AIM OF THE EXERCISE :: Gather every line in the material below that contains the word "pool".

----- RECORDS FOR THE EXERCISE

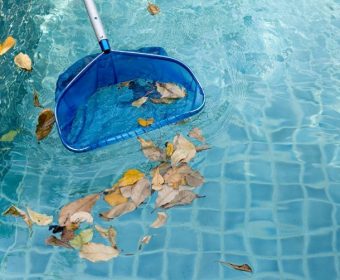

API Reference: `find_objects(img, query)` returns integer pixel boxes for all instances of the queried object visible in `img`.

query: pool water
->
[0,0,340,280]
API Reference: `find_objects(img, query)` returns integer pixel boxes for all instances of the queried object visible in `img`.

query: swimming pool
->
[0,0,340,280]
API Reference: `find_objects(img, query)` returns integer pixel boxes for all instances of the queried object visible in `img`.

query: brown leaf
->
[99,201,136,220]
[148,2,160,16]
[35,109,55,141]
[45,235,73,249]
[59,194,100,226]
[188,127,205,143]
[219,261,253,272]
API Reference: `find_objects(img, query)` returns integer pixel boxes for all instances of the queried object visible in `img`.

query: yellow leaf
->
[14,53,32,71]
[0,36,16,55]
[104,189,128,206]
[0,130,19,142]
[137,118,155,127]
[27,207,53,226]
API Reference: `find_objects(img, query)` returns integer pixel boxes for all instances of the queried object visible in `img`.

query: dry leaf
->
[132,96,148,108]
[70,211,93,224]
[27,207,53,226]
[100,201,136,220]
[35,109,55,141]
[162,190,199,209]
[45,235,73,249]
[131,178,151,207]
[0,36,16,55]
[188,127,205,143]
[0,130,19,142]
[137,137,165,161]
[2,205,32,227]
[150,212,168,228]
[148,2,160,16]
[171,134,196,166]
[155,185,179,208]
[156,82,186,99]
[219,261,253,272]
[14,53,32,71]
[137,118,155,127]
[59,194,100,226]
[79,243,119,262]
[104,188,128,206]
[152,166,164,191]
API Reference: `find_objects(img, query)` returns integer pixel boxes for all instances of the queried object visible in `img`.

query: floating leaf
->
[35,109,55,141]
[188,127,205,143]
[0,36,16,55]
[45,235,73,249]
[27,207,53,226]
[171,134,196,166]
[148,2,160,16]
[79,243,119,262]
[219,261,253,272]
[0,130,19,142]
[70,228,93,249]
[137,137,165,161]
[156,82,186,99]
[137,118,155,127]
[2,205,32,227]
[131,178,151,207]
[150,212,168,228]
[59,194,100,226]
[14,53,32,71]
[155,185,179,208]
[70,211,93,224]
[100,201,136,220]
[132,96,148,108]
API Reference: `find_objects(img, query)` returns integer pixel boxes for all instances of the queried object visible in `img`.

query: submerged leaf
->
[27,207,53,226]
[137,118,155,127]
[219,261,253,272]
[59,194,100,226]
[0,36,16,55]
[14,53,32,71]
[35,109,55,141]
[79,243,119,262]
[150,212,168,228]
[100,201,136,220]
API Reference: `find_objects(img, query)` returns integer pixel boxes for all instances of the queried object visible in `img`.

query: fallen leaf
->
[162,190,199,209]
[150,212,168,228]
[14,53,32,71]
[0,36,16,55]
[156,82,186,99]
[132,96,148,108]
[104,188,128,206]
[0,130,19,142]
[35,109,55,141]
[27,207,53,226]
[69,228,93,249]
[2,205,32,227]
[219,261,253,272]
[59,194,100,226]
[171,134,196,166]
[152,167,164,191]
[45,235,73,249]
[99,201,136,220]
[79,243,119,262]
[148,2,160,16]
[137,118,155,127]
[155,185,179,208]
[137,137,165,161]
[131,178,151,207]
[188,127,205,143]
[70,211,93,224]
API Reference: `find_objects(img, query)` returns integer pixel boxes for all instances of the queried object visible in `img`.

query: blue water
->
[0,0,340,280]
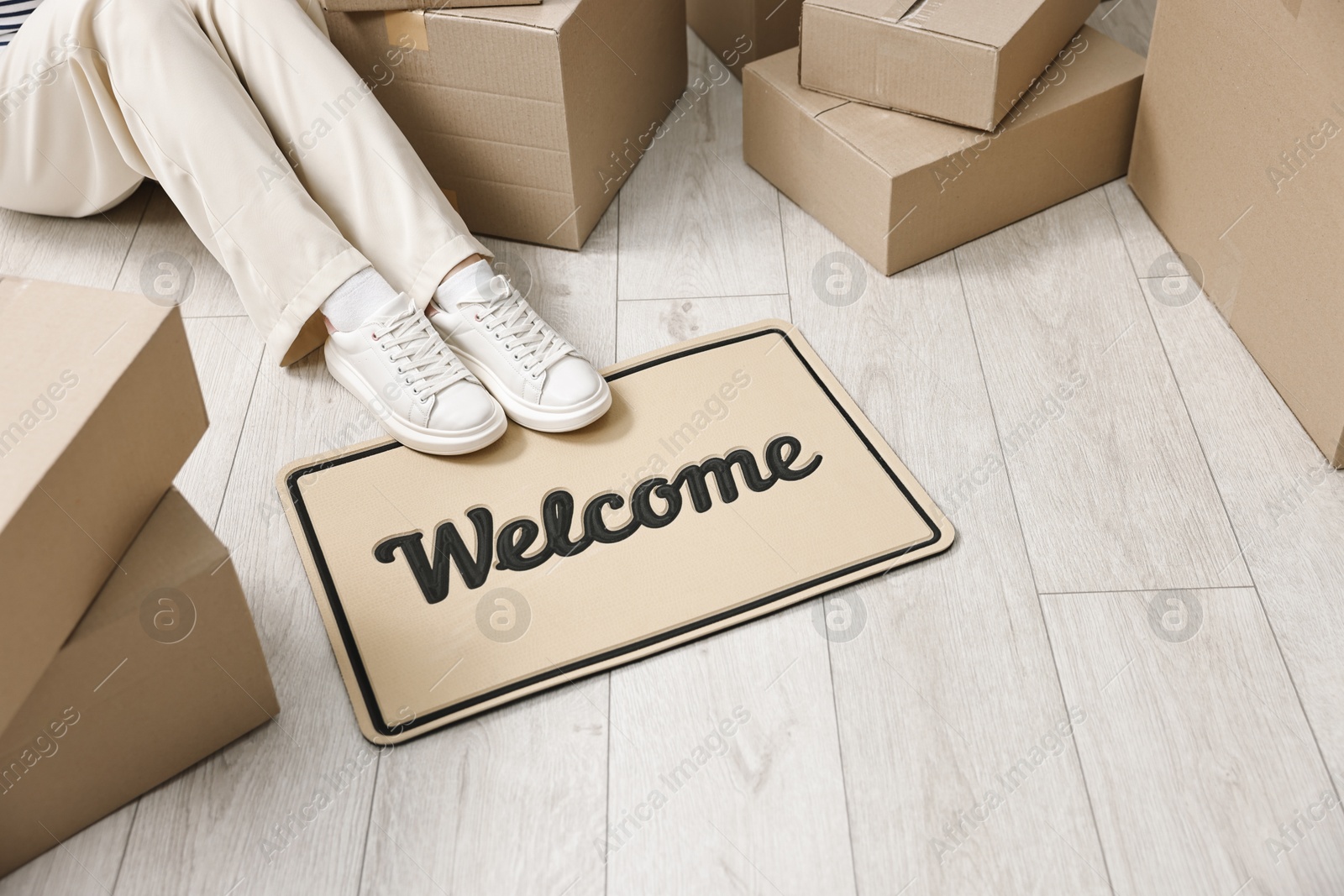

----------

EXERCISE RESULT ::
query: pool water
query: swimming pool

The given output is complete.